- **Extracted information**:
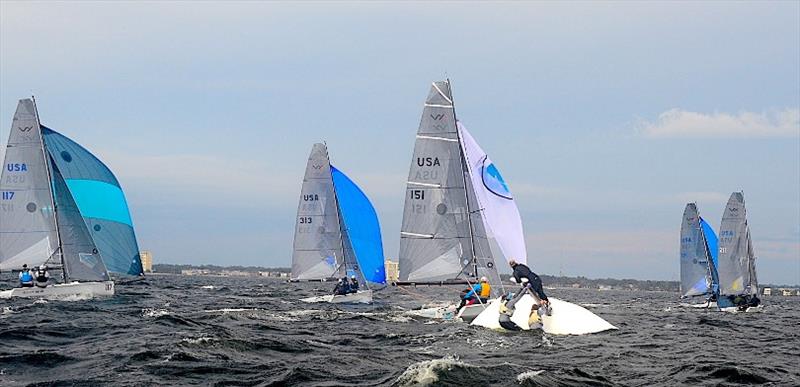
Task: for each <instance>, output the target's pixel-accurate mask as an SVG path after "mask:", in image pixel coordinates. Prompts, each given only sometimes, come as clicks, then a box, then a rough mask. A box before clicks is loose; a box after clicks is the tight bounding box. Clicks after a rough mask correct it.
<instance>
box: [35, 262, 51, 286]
mask: <svg viewBox="0 0 800 387" xmlns="http://www.w3.org/2000/svg"><path fill="white" fill-rule="evenodd" d="M48 281H50V273H48V272H47V265H41V266H39V269H38V270H36V286H37V287H40V288H46V287H47V282H48Z"/></svg>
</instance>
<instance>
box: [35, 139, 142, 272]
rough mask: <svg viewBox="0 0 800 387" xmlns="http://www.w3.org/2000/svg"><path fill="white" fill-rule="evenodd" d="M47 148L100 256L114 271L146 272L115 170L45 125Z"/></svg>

- **How to complete this task**: All of the records need repeating exactly, except for the pictures.

- **Exercise result**:
Task: for each <instance>, output the target's pixel-accurate mask as an SVG path after "mask:", in image pixel coordinates. Prompts, each given only sometimes, come as clicks, then a box, then a rough mask. A box before clicks is loose; a box after clicks is the tight bounding box. Clicks after a rough mask correct it.
<instance>
box: [35, 262, 51, 286]
mask: <svg viewBox="0 0 800 387" xmlns="http://www.w3.org/2000/svg"><path fill="white" fill-rule="evenodd" d="M48 281H50V273H48V272H47V265H41V266H39V269H38V270H36V286H37V287H40V288H46V287H47V282H48Z"/></svg>
</instance>
<instance>
box: [35, 139, 142, 272]
rough mask: <svg viewBox="0 0 800 387" xmlns="http://www.w3.org/2000/svg"><path fill="white" fill-rule="evenodd" d="M47 148L100 256L114 271L146 272L115 170L45 125Z"/></svg>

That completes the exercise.